(Data excerpts)
================

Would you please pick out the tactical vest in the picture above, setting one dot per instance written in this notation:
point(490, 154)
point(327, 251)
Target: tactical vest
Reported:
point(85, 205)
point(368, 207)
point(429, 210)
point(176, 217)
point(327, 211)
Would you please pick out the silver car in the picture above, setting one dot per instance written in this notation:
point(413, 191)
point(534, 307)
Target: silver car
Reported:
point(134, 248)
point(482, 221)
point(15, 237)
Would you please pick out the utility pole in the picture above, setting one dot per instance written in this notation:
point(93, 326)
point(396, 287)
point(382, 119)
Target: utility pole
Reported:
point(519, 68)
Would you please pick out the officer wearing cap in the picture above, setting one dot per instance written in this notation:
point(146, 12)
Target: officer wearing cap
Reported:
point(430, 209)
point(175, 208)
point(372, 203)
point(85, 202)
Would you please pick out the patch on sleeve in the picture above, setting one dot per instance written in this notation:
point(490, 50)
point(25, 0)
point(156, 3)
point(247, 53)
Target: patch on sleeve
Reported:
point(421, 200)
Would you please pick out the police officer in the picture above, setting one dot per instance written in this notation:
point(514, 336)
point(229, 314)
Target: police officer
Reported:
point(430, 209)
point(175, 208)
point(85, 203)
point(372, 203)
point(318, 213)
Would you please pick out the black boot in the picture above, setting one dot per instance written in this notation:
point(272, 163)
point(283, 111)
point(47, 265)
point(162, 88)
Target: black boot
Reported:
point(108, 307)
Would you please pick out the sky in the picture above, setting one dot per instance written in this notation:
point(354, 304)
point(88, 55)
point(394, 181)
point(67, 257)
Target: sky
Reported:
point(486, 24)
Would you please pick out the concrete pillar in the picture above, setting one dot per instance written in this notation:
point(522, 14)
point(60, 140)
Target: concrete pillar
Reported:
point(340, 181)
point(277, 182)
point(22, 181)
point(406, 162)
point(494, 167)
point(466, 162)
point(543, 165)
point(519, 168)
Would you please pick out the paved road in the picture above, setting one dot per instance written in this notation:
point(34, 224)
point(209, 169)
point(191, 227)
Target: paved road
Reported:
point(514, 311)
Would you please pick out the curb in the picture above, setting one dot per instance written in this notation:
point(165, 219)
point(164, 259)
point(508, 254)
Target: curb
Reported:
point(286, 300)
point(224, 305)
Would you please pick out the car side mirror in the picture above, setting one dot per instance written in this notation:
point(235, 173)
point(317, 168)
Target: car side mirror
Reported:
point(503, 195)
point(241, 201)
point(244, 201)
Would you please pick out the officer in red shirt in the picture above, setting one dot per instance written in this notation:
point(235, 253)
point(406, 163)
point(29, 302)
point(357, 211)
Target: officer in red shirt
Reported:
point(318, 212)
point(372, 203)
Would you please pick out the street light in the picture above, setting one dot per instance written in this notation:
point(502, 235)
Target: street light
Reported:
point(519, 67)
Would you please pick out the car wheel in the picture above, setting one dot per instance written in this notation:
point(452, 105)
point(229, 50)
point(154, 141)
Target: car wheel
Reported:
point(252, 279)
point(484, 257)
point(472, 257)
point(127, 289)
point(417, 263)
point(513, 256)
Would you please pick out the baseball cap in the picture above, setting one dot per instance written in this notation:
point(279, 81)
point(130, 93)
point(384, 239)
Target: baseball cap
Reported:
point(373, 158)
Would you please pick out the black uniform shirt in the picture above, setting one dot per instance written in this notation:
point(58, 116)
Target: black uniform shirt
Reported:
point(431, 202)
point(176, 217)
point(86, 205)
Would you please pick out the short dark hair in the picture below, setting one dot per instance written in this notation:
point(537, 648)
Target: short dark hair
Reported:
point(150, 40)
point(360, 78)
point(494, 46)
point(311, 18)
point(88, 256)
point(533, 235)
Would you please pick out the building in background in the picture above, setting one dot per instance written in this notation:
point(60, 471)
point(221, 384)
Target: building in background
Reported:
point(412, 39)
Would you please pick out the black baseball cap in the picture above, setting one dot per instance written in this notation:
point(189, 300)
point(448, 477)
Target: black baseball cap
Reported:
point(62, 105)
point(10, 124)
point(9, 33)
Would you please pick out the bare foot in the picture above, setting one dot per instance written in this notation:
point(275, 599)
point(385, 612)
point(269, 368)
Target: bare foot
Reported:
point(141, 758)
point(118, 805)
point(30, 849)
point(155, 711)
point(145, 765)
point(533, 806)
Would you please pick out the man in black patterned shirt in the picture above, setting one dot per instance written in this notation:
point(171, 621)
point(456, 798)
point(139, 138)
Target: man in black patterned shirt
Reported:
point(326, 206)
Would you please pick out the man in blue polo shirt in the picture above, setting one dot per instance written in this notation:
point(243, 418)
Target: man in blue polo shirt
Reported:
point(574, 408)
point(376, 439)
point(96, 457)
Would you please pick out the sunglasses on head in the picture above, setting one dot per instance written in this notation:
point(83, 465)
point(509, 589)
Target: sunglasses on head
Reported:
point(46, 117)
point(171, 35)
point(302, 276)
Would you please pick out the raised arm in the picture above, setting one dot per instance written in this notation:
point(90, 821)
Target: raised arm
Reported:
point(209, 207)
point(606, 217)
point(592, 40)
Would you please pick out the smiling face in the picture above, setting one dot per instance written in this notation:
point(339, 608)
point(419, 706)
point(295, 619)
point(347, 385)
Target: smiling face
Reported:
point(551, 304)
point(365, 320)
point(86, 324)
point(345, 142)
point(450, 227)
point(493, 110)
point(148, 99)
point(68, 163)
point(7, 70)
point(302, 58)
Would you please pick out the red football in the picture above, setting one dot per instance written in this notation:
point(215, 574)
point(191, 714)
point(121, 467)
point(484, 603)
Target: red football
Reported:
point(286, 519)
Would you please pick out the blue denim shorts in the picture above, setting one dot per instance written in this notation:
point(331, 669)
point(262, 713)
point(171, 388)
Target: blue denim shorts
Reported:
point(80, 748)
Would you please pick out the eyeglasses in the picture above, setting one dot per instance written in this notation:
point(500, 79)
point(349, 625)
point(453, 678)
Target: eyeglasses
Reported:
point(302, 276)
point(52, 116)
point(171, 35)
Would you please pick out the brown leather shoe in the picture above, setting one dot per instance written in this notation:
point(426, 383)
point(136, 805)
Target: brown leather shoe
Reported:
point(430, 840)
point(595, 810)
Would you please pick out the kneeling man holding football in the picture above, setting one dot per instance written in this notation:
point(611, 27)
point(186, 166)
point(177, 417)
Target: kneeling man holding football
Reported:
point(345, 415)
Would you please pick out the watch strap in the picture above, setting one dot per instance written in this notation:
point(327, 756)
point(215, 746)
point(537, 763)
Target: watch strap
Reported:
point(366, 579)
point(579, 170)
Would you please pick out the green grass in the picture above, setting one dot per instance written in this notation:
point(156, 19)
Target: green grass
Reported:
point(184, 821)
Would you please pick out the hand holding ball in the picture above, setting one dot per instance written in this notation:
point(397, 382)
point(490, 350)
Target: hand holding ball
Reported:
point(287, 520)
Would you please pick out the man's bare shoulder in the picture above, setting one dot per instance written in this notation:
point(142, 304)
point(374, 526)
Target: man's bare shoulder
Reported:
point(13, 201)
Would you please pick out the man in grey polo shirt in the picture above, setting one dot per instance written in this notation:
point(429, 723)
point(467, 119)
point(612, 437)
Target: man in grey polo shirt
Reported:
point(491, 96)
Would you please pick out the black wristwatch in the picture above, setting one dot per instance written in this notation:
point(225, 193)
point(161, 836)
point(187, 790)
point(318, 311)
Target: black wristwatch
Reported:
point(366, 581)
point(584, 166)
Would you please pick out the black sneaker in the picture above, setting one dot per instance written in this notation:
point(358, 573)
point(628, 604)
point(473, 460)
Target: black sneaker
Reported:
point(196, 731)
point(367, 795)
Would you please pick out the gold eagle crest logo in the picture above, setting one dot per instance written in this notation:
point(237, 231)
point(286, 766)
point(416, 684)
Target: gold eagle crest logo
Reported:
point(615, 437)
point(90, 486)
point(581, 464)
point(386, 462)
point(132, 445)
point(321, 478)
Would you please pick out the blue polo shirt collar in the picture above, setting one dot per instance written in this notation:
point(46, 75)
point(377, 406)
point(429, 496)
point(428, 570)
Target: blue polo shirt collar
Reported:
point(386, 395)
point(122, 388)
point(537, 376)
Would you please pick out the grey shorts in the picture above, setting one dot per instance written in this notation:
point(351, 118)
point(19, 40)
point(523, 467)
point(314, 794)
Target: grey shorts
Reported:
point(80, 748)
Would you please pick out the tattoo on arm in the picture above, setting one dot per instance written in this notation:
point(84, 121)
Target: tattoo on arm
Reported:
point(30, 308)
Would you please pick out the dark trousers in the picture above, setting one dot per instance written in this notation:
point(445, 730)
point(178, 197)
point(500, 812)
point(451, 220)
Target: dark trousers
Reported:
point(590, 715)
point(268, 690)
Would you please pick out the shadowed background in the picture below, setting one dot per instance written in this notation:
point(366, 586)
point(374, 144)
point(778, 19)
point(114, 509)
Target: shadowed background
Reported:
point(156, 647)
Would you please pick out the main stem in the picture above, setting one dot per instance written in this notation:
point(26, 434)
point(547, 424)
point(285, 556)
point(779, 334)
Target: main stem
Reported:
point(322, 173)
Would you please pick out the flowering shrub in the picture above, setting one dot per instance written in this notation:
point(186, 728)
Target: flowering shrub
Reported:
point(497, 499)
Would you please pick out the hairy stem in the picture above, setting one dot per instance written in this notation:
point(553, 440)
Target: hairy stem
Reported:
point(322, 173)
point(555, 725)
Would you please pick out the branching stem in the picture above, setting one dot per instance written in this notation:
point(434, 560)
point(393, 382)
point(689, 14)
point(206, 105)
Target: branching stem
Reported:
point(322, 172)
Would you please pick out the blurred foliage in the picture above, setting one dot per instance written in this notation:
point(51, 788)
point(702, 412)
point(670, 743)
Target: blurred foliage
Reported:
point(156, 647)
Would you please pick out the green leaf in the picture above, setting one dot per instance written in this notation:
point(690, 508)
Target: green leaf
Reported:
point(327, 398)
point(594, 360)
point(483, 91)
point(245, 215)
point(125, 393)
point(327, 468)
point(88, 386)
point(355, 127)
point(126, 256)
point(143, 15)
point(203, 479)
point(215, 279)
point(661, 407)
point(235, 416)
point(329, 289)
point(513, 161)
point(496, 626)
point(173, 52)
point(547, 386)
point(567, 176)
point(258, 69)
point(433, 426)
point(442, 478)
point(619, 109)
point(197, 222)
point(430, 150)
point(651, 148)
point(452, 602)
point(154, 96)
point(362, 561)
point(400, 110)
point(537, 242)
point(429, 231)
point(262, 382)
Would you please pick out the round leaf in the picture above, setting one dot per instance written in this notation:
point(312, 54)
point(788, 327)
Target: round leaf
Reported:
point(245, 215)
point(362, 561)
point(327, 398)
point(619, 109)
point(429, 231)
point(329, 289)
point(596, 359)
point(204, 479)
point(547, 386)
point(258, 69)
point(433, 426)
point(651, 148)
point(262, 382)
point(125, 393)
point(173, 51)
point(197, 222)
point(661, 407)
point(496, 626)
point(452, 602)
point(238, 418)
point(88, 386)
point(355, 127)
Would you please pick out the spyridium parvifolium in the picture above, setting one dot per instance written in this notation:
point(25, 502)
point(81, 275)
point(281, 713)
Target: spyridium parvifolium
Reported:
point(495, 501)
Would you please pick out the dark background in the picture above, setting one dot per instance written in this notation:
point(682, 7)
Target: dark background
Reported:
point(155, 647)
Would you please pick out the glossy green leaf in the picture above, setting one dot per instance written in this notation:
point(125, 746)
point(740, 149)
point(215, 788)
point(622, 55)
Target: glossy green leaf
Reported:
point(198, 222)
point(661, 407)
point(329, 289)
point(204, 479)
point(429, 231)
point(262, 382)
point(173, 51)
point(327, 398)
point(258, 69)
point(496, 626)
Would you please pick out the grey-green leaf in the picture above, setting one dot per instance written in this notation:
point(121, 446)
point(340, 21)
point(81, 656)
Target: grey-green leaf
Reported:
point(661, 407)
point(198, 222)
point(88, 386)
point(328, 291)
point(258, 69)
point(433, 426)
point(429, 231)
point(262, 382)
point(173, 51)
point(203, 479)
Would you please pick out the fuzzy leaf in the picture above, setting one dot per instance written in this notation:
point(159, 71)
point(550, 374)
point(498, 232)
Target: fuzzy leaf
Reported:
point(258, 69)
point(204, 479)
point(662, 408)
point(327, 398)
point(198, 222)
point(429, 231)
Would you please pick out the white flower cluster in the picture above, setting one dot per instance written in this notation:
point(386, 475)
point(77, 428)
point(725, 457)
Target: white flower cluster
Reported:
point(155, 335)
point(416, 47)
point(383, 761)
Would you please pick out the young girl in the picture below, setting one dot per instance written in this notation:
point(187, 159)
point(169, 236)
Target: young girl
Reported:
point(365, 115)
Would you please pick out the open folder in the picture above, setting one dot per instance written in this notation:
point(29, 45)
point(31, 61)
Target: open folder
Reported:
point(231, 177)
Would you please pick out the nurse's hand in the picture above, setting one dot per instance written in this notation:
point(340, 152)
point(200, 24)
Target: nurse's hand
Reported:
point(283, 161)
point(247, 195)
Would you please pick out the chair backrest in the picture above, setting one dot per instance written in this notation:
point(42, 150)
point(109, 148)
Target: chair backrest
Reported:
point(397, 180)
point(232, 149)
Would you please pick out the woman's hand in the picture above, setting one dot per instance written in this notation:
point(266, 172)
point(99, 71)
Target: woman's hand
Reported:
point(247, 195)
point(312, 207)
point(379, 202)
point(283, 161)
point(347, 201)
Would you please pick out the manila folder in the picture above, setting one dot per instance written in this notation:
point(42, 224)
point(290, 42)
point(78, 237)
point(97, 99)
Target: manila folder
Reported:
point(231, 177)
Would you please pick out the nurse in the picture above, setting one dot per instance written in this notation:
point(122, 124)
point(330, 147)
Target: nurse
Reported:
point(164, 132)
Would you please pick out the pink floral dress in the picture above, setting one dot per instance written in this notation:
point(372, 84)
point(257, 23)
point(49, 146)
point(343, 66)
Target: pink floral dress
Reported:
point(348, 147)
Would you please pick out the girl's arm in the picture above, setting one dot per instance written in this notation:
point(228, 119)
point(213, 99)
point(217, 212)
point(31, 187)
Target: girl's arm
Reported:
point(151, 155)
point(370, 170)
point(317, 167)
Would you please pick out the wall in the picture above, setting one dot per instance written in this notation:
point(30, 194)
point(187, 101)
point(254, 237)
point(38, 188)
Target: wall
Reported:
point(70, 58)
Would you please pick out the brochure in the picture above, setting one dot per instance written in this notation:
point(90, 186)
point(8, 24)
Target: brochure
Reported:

================

# WORK TO COMPLETE
Scan the entries above for the string "concrete" and copy each line that contains it.

# RESULT
Would you please pick out the concrete pillar in the picture above, setting one dot per instance written in this notation:
Target: concrete pillar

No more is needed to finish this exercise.